Your task:
After locating the line that holds "Expected: a point placed on each instance of the open", output it and all following lines word for word, stopping only at the end of the data.

------------------------------------------------------------------------

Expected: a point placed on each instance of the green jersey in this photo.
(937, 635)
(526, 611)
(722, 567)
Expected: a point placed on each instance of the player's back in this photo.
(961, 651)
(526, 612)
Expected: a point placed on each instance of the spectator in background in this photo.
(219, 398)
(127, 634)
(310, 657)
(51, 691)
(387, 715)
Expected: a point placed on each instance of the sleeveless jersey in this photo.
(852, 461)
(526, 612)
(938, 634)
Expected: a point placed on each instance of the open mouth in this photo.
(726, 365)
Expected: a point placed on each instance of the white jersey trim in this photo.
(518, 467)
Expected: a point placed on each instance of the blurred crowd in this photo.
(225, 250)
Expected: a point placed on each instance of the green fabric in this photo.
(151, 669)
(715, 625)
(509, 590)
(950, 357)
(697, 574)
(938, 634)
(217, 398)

------------------------------------------------------------------------

Task solution:
Expected: a point placed on each instance of the open mouth in this photo.
(726, 365)
Expected: a point placed on each instance of the white jersey trim in this photo.
(518, 467)
Expected: a point placed on each instance of the blurred crowd in this photo.
(225, 250)
Expected: a point placed on each instance of the green fabric in this photo.
(151, 669)
(715, 625)
(509, 590)
(950, 357)
(697, 574)
(938, 634)
(217, 398)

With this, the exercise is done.